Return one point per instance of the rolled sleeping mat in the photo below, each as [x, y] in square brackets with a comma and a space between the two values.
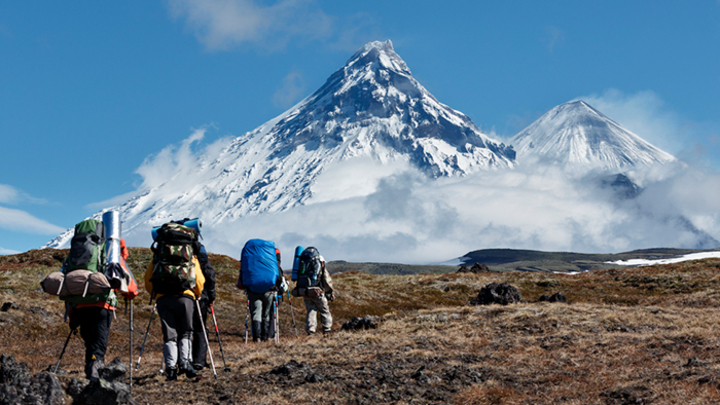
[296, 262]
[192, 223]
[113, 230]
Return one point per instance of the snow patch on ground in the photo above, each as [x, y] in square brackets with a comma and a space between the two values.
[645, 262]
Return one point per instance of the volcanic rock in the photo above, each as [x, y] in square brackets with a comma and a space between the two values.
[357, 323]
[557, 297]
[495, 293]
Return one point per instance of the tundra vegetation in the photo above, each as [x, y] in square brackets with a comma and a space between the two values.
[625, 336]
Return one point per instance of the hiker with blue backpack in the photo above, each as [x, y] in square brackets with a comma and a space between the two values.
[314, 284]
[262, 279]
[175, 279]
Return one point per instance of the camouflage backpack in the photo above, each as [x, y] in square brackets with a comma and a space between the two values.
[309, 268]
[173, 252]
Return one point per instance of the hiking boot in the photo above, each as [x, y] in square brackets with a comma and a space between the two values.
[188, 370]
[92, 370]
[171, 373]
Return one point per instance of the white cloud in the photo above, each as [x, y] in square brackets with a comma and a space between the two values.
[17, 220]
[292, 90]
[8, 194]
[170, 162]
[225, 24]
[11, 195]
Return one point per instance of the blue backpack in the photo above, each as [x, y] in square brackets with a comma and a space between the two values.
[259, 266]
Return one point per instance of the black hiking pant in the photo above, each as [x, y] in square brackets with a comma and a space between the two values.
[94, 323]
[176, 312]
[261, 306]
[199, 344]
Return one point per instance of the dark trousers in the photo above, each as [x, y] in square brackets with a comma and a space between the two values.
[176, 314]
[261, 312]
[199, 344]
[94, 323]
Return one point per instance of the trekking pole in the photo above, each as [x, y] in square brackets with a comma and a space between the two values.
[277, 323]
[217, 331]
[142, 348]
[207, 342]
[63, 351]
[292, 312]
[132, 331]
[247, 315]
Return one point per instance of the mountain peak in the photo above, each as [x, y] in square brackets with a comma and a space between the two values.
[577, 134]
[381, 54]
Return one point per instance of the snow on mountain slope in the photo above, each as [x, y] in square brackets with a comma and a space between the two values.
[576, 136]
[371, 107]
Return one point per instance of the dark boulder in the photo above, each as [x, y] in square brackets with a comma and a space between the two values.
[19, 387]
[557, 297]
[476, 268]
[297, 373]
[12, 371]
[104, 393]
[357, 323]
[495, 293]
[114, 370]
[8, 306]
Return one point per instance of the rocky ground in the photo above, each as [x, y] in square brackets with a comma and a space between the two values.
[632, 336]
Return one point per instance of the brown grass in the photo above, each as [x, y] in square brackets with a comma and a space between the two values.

- - - - -

** Try it **
Reproduce the whole listing exactly, but not the images in it.

** Written answer **
Return one point per instance of the rolled sleeping mat in the photo below, each as [x, y] in square brackets with a comma and a space between the two values.
[296, 262]
[192, 223]
[113, 230]
Return one point per instance of the snow patch on ground in the photo above, each as [x, y] in square brackets with a comma and a space between the two values.
[645, 262]
Return one point per instance of the volcanic rock in the photo above, each as [x, y] in square brackets with a comma and a space between the two values.
[357, 323]
[557, 297]
[495, 293]
Return one point per instance of the tundra vegetation in the photo above, each as [x, y] in square brackets with a comma and a space between the two values.
[625, 336]
Return one point per instance of the hiker with blue backpack in the photo above, each as [x, y] in square brackets with a comma and a space between the two values.
[314, 284]
[262, 279]
[175, 279]
Return one point per instance of the camouflage backpack in the photo above, each as [x, y] in square brackets with a comma and a space between the two values.
[309, 268]
[173, 252]
Return one point per instance of the hiking boot in the photo above, each as [x, y] in square brackets with a comma and a space between the two values.
[188, 370]
[92, 370]
[171, 373]
Return one point per instance of the white cloud in the photo above, each as [x, y] in square brackets with a comma and a space between the two values.
[17, 220]
[292, 90]
[8, 194]
[170, 162]
[225, 24]
[11, 195]
Return one point per instance of the blue backpack in the photo above, each as [x, y] in square brackets with a comma and a space between the two values.
[259, 266]
Return one point per instance of the black hiking pant in the photo above, each as [x, y] in square brackets with a comma and a space between the two values.
[94, 323]
[176, 312]
[261, 306]
[199, 344]
Return one point per instance of the dark trousers in the photo above, each as [x, y] in square brackets with a comma and a space between the two values.
[176, 314]
[261, 312]
[199, 344]
[94, 323]
Return one point per instance of the trekking pole in the photo above, each as [x, y] in square brackets with a comma and a space between the two values.
[277, 323]
[217, 331]
[142, 348]
[207, 342]
[63, 351]
[292, 312]
[132, 331]
[247, 315]
Return one point per instance of the mountain peak in the photo above, each as [x, y] in square brackets with a comma and a space between the two values.
[577, 134]
[381, 54]
Return one point per instance of the snow on mountain slope in the photo above, each as [x, y] in square brackets with a comma and a space between the two values.
[576, 136]
[371, 107]
Return one point per instance of the dark boulder in the photo above, each as [x, y] in square brackets with a comma and a space between the two values.
[19, 387]
[557, 297]
[476, 268]
[297, 373]
[12, 371]
[104, 393]
[357, 323]
[495, 293]
[114, 370]
[8, 306]
Return one point per instance of the rocky ground in the photo above, each as [x, y] in square brackets with a comma and a space between the two values.
[632, 336]
Return one point per instance of the brown grass in the photo above, each as [x, y] in square brackets with a comma and a space between the two values.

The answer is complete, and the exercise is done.